Excerpts from location labeling data
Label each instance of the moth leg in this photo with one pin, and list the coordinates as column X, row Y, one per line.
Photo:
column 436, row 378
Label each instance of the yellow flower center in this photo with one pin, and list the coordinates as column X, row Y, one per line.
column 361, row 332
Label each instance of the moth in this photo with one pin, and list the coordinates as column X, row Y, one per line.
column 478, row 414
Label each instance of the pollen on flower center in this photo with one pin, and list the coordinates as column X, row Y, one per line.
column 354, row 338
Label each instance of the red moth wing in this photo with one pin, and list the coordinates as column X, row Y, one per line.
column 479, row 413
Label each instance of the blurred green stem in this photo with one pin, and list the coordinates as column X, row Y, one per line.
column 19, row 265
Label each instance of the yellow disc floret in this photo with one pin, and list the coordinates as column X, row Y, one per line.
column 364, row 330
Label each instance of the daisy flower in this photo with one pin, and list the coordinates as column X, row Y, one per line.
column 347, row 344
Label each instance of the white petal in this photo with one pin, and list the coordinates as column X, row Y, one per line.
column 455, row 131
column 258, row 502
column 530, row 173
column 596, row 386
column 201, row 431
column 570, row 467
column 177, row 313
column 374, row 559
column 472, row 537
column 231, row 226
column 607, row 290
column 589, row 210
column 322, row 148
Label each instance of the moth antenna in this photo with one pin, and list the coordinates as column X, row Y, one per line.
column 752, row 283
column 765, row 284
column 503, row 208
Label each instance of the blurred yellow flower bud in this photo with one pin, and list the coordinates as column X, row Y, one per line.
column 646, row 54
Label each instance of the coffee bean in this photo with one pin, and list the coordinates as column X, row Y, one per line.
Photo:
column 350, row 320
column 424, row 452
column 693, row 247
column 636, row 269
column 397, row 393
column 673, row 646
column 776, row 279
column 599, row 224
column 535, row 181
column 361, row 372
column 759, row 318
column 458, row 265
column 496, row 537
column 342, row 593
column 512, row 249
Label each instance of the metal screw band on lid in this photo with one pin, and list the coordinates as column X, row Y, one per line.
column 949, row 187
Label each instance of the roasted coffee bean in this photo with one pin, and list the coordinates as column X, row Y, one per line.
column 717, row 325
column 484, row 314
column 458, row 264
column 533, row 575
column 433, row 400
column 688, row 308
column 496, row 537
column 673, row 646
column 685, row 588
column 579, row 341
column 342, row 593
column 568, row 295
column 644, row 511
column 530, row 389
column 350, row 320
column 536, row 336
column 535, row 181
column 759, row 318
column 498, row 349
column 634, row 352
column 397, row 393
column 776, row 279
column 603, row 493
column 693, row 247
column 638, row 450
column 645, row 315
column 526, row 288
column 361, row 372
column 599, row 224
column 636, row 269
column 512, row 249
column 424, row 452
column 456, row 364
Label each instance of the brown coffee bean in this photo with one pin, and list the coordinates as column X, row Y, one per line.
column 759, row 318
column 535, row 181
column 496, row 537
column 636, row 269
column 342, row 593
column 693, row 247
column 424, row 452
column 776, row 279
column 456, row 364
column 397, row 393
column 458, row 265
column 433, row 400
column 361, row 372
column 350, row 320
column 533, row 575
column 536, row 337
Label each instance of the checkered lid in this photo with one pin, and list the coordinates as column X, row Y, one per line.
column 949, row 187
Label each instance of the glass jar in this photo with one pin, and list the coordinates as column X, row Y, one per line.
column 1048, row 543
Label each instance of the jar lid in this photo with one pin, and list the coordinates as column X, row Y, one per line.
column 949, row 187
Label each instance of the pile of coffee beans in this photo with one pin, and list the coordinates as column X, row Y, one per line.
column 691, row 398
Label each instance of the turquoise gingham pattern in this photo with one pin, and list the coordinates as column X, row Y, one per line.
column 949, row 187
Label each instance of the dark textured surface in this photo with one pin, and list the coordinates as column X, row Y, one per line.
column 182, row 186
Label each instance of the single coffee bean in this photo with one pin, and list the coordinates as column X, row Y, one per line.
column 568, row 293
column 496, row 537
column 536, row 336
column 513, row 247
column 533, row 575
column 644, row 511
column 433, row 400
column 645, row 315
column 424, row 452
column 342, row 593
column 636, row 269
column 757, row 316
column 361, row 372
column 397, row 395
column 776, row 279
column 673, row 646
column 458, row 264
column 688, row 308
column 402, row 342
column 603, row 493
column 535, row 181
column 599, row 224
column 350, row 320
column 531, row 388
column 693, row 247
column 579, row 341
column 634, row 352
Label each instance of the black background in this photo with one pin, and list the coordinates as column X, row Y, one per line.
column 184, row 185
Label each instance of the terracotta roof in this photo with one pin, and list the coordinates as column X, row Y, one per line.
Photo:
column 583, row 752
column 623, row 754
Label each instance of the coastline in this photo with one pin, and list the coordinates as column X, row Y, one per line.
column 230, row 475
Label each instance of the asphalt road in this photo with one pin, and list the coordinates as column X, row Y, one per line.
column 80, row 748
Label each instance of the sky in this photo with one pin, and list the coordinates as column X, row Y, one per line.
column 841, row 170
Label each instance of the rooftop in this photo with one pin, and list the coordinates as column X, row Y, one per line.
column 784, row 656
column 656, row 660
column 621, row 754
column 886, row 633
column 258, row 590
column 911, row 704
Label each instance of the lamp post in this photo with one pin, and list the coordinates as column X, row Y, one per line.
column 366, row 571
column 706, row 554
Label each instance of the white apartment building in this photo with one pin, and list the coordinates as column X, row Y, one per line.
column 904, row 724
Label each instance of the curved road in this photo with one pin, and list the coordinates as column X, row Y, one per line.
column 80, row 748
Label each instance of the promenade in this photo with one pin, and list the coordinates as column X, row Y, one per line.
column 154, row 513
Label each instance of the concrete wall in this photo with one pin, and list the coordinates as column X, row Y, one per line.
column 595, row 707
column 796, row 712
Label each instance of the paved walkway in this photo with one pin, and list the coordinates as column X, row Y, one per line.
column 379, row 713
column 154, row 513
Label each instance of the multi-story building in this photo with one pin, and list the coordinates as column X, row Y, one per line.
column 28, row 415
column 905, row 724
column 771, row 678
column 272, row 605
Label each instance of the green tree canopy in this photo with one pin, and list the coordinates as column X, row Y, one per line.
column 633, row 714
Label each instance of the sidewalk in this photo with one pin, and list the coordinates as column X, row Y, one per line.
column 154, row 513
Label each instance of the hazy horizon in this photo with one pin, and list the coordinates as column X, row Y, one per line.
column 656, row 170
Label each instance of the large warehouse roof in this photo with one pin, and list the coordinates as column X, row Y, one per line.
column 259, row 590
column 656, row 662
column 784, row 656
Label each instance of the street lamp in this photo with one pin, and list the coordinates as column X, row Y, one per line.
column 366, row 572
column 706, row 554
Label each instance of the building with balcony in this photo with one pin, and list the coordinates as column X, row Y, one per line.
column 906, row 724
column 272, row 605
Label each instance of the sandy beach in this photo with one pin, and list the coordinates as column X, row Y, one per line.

JOB — Copy out, word for word, the stretch of items above from the line containing "Label each instance of the pile" through the line containing "column 841, row 170", including both of those lines.

TASK ANSWER —
Label each instance of the pile of coffee beans in this photo with one pin, and list the coordinates as column X, row Y, one per line.
column 691, row 398
Label each instance of the turquoise gingham pattern in this photo with one pin, and list the coordinates as column X, row Y, one per line.
column 949, row 187
Label each instance of the dark textured surface in this photo with one pin, and list the coordinates as column X, row Y, one per line.
column 182, row 186
Label each instance of the single coffee bean in this photo with one pin, and list the coordinates as column X, row Y, one per line.
column 568, row 293
column 496, row 537
column 536, row 336
column 513, row 247
column 533, row 575
column 644, row 511
column 433, row 400
column 645, row 315
column 424, row 452
column 342, row 593
column 636, row 269
column 757, row 316
column 361, row 372
column 397, row 395
column 776, row 279
column 673, row 646
column 458, row 264
column 688, row 308
column 402, row 342
column 603, row 493
column 535, row 181
column 599, row 224
column 350, row 320
column 531, row 388
column 693, row 247
column 579, row 341
column 634, row 352
Label each instance of the black background in this photo with one pin, and list the coordinates as column X, row Y, one per line.
column 184, row 185
Label each instance of the terracotta roof in this photo with one pin, and list the coordinates as column X, row Y, one per line.
Photo:
column 583, row 752
column 623, row 754
Label each instance of the coastline in this photo with one pin, and list the coordinates as column X, row Y, one per line.
column 230, row 475
Label each instance of the asphalt road in this photo with one pin, and list the coordinates as column X, row Y, one per line.
column 80, row 748
Label each instance of the sky in this photo with one pin, and list the coordinates as column X, row Y, one per line.
column 841, row 170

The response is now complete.